> [Document section]:
I worry myself sick over this upcoming surgery this Thursday more about the results than the actual surgery. I am so scared it will come back with more than what we expected that it is in the lymph nodes and will be bigger and more widespread than they thought.
I do have a great DH but he is just as scared as I am so I only access this boards when he is not around as he has a heart condition and the stress of my cancers is taking its toll on him as well. The financial situation is also a killer, the tube feeding equipment and formula runs about $1,200 a month and is not covered by anyone as it is non-prescription, this last bout of cancer depleted our savings and mine is the only income because of his medical problems. We are fortunate that we have no mortgage so our expenses are low. Some family and friends had a benefit auction for me last week and raised over $8,00.00 which will cover the costs for this cancer and I at least do not have to worry about finances on top of everything else.

> [Exercise objective]: In the account of the upcoming surgery, how much does the tube feeding equipment and formula cost each month?

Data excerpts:

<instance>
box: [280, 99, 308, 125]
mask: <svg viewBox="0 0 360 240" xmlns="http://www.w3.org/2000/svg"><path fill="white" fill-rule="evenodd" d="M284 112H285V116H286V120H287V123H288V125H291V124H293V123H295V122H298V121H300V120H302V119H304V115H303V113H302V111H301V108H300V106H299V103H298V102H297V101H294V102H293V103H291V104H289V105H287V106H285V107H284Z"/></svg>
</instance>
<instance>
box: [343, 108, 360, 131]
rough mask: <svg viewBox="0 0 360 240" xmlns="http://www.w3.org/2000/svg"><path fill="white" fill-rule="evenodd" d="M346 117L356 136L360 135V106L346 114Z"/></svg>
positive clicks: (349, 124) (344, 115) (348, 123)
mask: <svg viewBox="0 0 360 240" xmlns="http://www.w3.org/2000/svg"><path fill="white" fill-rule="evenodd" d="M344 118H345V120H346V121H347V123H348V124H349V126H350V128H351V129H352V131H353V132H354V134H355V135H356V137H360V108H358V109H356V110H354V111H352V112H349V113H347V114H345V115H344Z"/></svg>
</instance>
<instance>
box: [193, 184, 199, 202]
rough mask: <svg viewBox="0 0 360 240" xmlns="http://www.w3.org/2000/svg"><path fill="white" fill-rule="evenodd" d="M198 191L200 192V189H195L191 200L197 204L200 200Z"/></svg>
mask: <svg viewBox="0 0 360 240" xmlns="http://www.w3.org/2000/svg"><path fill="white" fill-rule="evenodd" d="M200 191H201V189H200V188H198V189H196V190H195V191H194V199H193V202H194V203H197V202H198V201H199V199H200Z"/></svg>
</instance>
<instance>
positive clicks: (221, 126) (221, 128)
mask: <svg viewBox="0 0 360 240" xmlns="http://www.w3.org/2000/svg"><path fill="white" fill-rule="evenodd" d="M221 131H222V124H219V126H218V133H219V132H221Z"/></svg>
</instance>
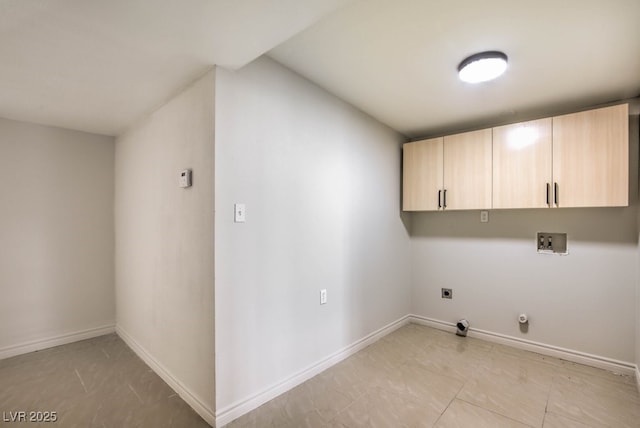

> [Answer space]: About $1,200 a month.